» **AVAILABLE RECORDS**:

-- start --

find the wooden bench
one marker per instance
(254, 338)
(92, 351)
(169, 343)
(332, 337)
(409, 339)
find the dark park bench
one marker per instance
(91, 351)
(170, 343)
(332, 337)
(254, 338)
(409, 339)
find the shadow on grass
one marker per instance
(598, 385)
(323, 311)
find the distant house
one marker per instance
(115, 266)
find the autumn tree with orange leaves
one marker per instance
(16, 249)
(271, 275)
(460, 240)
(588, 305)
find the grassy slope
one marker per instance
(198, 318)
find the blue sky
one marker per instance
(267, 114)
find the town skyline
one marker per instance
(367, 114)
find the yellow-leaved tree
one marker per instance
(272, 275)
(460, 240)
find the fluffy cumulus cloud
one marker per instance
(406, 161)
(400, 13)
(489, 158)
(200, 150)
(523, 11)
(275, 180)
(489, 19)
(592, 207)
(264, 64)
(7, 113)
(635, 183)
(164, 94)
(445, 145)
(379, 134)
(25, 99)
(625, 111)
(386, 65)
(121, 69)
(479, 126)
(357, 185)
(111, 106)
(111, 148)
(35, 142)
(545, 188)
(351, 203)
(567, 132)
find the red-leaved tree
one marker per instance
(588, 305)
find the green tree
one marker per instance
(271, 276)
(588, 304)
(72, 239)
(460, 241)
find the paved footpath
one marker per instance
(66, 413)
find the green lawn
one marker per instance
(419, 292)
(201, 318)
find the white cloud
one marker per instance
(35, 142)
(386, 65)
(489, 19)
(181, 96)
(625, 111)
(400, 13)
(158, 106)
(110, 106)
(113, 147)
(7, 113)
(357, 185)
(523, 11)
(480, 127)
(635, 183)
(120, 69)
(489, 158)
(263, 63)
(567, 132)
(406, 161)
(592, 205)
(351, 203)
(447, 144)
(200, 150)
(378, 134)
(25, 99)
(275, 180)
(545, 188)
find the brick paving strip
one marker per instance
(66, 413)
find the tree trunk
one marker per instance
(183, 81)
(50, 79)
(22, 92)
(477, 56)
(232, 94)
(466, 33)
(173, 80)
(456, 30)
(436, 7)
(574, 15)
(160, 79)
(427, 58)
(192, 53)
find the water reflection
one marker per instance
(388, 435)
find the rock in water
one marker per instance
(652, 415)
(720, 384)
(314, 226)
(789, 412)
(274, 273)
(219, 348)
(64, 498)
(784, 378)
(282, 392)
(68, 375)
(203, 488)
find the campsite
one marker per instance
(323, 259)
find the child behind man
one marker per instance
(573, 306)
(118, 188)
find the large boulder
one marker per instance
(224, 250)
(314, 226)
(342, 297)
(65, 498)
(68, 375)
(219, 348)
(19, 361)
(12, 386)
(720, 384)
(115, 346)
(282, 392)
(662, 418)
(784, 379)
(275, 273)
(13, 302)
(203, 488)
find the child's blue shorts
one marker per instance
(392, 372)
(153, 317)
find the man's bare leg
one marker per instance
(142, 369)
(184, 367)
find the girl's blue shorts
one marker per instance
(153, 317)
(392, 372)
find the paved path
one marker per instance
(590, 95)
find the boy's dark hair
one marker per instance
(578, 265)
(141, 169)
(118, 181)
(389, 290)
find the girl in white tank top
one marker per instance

-- end --

» **WHAT NEEDS TO BE DONE**: Put the listing's lines into a numbered list, starting with the line that contains "find the girl in white tank top" and running through the end of the listing. Leave out any blank lines.

» **FINAL RESULT**:
1. find the girl in white tank top
2. one marker per instance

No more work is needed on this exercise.